(Dataset entries)
# # # # # # #

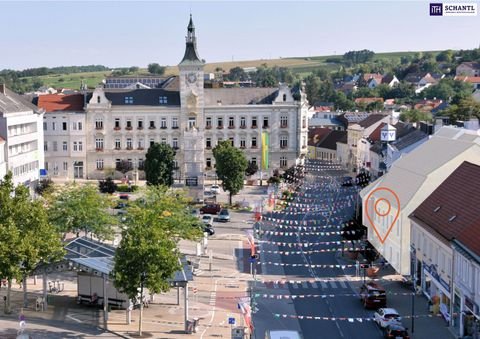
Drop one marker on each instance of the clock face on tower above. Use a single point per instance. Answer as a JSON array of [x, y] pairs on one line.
[[191, 78]]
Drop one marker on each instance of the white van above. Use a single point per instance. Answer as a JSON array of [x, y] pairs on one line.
[[280, 334]]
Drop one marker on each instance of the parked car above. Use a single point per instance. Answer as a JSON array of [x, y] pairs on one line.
[[211, 209], [395, 331], [373, 295], [208, 229], [207, 219], [347, 181], [386, 316], [224, 215]]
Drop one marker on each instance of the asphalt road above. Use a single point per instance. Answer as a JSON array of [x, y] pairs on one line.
[[329, 205]]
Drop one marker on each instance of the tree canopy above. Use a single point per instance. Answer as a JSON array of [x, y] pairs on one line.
[[76, 208], [159, 164], [231, 165]]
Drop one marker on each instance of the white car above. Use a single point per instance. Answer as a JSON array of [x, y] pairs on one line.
[[207, 219], [386, 316]]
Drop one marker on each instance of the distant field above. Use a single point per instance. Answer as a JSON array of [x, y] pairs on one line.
[[299, 65]]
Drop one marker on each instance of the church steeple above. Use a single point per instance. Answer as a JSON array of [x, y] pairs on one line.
[[191, 53]]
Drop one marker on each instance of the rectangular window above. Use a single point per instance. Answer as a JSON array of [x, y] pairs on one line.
[[265, 122], [243, 122], [99, 143], [242, 142], [100, 164], [98, 124], [283, 141]]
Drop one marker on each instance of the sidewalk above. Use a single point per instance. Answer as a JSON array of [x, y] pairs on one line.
[[425, 324]]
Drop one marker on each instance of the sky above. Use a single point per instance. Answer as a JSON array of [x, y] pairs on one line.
[[126, 33]]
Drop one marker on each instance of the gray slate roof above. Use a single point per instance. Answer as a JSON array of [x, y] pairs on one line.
[[11, 102], [141, 97], [239, 96]]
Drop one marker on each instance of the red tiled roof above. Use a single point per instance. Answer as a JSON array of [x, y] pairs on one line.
[[59, 102], [452, 209]]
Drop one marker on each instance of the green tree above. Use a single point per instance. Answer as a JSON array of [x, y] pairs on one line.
[[156, 69], [27, 238], [231, 166], [148, 255], [76, 208], [159, 165]]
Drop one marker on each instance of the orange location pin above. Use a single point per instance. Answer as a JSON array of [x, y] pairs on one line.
[[381, 205]]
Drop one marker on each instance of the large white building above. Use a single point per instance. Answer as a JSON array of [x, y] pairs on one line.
[[120, 124], [21, 131]]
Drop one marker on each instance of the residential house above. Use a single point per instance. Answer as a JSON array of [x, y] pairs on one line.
[[65, 133], [445, 246], [413, 177], [471, 69], [21, 131], [390, 80], [475, 81]]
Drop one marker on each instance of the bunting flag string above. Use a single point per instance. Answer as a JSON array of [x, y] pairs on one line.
[[305, 244], [305, 265], [310, 251], [291, 234], [352, 319]]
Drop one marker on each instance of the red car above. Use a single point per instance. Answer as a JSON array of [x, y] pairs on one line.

# # # # # # #

[Exercise] Pictures are to be dropped, and the remaining data set down exactly.

[Task result]
Drop one marker on each instance of the clock face on tower above. Use a single point per instance. Answer as a JSON array of [x, y] pairs on one line.
[[191, 78]]
Drop one marker on each instance of the white van above. Use a single point per instance. Answer as a JSON array of [x, y] pairs on one line.
[[280, 334]]
Drop one marker on each instance of the parked car above. Use a single point per instance. Answer as a JSON array of [x, y] pairs on one line.
[[211, 209], [395, 331], [373, 295], [208, 229], [207, 219], [347, 181], [386, 316], [224, 215]]
Drop one marker on each instance of the asphalt road above. Use a single point per instance. Answer as a JSON array of [x, y] pairs on one line.
[[329, 205]]
Drop one marker on each instance of the tree canopy above. Use a single point per instance. Answer as a JSON array of [x, y] pairs on one line.
[[76, 208], [159, 164], [231, 165]]
Drop one marker on each instance of the white car above. Use a single point per instance. Answer as a JSON array of [x, y] pairs on one line.
[[207, 219], [386, 316]]
Drop one marker on each instance of the distant field above. Use a single point per instance. Answer as a JSON array of [x, y] pairs on one line.
[[299, 65]]
Drop one marker on each instance of the church steeple above. Use a single point per instance. Answer as a JSON array of [x, y] pairs on one line.
[[191, 53]]
Drop one marker on each instance of the rectangular window above. Use a single point per instance. Answer as a JSON array of [x, y] pairs on one line.
[[265, 122], [243, 122], [99, 143], [242, 142], [100, 164], [98, 124], [283, 141]]
Drop one marker on each instance of the sidewalk above. Use a single point per instance. Answer as a JSON array of [x, y] pairs on one line.
[[425, 324]]
Drop one marker on each instance of the sky above. Use a single point per instance. Answer as a JSON array of [x, y] pairs on one line.
[[126, 33]]
Drop one marker on each instance of the gray slate roof above. Use a single point per instance. Answer as a JSON array of [x, y] pairs on one line.
[[11, 102], [141, 97], [239, 96]]
Drop one marker on each instance of the red tiled roof above. Use a single point per instance. Answer as a JSON array of [x, y] pairs on one line.
[[59, 102], [452, 209]]
Drop one marker on each instance of the green tree above. Use a single point per instance. Answer as a JSON array of [x, y] pairs on one line.
[[156, 69], [27, 238], [231, 166], [148, 255], [76, 208], [159, 165]]
Drop one marker on each instance of the orange location pin above. Use a single point per instance. Answer as a JSON array of [x, y] pairs on one line.
[[381, 205]]
Drop one marker on each instance of the large white building above. Use a single point per instance. Answer as a JSON array of [x, y] pairs on one line.
[[120, 124], [21, 131]]
Drop one marker on each instance of the residential house above. Use a single point per instance. Answer as a JSON array of [x, y] pairs on one line.
[[65, 133], [445, 246], [413, 177], [471, 69], [21, 131], [390, 80], [475, 81]]
Drop one marker on each instance of the bunting flag string above. Use a single point per instance. Answer as a JSON array of [x, y] pairs on one line.
[[305, 244], [305, 265], [310, 251], [291, 234], [352, 319]]
Drop one marker on each instance of the red car above. Use a single point per instance. Answer as a JSON array of [x, y] pairs on one line.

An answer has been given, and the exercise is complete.